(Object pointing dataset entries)
<<<<

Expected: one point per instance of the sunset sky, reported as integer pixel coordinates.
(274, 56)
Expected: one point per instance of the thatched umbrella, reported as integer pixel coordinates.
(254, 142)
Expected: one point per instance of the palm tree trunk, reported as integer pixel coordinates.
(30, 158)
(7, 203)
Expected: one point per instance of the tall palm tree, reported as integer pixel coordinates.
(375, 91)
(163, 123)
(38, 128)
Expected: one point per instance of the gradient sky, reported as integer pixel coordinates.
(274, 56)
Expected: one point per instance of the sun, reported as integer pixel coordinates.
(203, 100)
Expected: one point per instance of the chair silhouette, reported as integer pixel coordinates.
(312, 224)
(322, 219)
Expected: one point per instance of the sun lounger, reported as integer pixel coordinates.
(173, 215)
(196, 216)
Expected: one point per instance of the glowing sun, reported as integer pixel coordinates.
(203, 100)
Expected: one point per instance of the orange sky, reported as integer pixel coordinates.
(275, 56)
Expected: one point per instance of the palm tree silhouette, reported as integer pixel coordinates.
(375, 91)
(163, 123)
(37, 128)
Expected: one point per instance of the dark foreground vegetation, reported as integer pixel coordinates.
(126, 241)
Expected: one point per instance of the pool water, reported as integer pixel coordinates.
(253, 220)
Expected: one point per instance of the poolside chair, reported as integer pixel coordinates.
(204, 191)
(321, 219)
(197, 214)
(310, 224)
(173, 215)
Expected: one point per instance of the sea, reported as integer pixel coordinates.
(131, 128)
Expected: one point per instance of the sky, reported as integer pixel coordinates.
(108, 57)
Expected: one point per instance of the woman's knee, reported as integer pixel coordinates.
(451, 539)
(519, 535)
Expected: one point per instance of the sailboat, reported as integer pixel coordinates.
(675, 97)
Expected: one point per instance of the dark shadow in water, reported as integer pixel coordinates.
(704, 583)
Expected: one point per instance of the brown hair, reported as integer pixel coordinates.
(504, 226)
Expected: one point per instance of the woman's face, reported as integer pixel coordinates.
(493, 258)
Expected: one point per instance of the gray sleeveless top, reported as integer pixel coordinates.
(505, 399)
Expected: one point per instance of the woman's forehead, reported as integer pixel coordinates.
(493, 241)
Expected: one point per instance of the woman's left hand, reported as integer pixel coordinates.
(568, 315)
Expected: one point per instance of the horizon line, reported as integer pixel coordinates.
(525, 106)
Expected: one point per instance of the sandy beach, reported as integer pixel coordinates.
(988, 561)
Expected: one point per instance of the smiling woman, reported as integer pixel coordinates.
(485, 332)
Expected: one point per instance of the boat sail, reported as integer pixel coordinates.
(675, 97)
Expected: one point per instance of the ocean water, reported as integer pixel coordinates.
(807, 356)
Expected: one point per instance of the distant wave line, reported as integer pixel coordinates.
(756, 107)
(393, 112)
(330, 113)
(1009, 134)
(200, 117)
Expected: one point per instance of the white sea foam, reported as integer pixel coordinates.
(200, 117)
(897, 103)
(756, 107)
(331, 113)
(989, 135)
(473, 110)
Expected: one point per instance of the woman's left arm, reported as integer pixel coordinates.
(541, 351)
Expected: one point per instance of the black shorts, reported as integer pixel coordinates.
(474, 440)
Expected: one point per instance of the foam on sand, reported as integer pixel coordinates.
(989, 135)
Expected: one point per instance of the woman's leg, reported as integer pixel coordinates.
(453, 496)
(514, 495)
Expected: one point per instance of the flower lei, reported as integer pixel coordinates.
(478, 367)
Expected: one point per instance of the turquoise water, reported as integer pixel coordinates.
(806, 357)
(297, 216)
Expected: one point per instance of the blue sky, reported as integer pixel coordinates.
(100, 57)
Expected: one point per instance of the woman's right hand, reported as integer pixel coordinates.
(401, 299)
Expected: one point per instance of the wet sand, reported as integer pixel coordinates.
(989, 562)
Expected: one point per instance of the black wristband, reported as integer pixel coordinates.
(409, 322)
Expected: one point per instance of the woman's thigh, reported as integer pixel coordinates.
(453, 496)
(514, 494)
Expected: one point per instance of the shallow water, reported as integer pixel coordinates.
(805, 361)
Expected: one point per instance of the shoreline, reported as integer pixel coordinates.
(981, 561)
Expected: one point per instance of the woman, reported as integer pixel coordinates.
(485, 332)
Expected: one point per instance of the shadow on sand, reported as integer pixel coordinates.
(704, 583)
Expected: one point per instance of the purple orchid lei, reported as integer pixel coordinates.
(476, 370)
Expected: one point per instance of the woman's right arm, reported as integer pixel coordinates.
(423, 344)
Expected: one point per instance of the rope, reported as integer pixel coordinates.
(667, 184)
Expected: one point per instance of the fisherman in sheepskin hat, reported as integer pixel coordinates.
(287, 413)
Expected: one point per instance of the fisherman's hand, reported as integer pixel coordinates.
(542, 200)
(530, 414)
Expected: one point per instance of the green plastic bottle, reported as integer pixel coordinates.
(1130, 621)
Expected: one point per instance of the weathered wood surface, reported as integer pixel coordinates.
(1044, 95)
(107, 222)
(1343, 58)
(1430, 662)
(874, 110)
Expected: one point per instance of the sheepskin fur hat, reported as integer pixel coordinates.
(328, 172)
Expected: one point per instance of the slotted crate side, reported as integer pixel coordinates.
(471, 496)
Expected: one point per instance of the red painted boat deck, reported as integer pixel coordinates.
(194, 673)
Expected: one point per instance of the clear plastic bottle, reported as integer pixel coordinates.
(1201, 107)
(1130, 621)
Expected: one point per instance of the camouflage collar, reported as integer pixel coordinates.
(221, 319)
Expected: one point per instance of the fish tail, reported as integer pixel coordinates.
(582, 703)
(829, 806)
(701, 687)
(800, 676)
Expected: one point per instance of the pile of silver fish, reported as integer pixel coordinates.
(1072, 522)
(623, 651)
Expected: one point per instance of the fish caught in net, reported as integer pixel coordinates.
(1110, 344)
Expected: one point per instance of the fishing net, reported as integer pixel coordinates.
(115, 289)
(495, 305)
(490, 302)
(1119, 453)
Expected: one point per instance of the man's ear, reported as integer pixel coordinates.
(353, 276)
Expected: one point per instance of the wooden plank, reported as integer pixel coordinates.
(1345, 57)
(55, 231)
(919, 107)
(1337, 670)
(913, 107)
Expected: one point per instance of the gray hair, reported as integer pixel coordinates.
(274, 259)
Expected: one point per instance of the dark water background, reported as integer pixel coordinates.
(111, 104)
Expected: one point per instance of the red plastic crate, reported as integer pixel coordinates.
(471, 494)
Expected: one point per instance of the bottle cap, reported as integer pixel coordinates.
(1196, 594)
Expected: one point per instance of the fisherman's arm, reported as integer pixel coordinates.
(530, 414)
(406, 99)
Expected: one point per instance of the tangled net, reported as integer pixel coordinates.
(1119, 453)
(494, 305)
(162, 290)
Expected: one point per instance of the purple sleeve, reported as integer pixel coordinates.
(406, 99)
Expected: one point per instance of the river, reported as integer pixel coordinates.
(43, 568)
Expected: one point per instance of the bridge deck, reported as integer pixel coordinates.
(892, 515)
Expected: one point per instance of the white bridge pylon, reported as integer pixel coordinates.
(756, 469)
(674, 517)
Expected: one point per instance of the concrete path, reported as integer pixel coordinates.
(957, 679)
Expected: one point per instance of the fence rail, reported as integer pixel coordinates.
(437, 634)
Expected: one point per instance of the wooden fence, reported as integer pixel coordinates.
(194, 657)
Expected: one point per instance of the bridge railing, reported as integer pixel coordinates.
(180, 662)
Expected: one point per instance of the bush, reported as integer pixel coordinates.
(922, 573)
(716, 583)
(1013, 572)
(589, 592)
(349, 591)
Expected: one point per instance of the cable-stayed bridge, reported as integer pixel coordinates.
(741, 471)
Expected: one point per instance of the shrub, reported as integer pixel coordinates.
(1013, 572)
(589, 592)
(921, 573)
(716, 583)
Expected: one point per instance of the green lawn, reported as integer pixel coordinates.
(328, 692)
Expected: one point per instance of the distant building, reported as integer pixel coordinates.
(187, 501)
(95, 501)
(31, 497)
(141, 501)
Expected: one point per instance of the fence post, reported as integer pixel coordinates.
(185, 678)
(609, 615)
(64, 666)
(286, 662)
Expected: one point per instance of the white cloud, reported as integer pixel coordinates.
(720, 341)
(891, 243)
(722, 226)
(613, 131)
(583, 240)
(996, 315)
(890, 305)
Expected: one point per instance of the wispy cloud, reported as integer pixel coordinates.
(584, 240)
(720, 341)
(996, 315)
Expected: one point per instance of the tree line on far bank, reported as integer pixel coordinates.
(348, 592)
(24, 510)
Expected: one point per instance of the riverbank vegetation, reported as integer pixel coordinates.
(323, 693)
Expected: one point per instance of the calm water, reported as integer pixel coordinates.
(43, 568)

>>>>

▸ **Short task**: Copy the lines word for word, starting with the line that contains "Expected: one point per instance of the green lawn, reported" and continuing through the end of the entries.

▸ **Completed exercise**:
Expected: one point per instance of the green lawn, reported as integer pixel coordinates.
(328, 692)
Expected: one point per instance of the distant building, reported as integer pixel coordinates.
(187, 501)
(95, 501)
(31, 497)
(141, 501)
Expected: one point per instance of the fence post, reported as integer pixel coordinates.
(185, 678)
(609, 615)
(64, 666)
(286, 662)
Expected: one point per instance of the white cloud, reported as integer pixel coordinates.
(720, 341)
(891, 243)
(722, 226)
(613, 131)
(583, 240)
(996, 315)
(890, 305)
Expected: one point per instance of the wispy cloud, reported as integer pixel coordinates.
(584, 240)
(720, 341)
(996, 315)
Expected: one point per instance of the tree line on far bank, reported as integer pixel coordinates.
(348, 592)
(24, 510)
Expected: one point per instance of the riverbank vegetation, reported as integer pixel coordinates.
(323, 693)
Expected: one point per instance of the calm water, reported as integer pixel coordinates.
(43, 568)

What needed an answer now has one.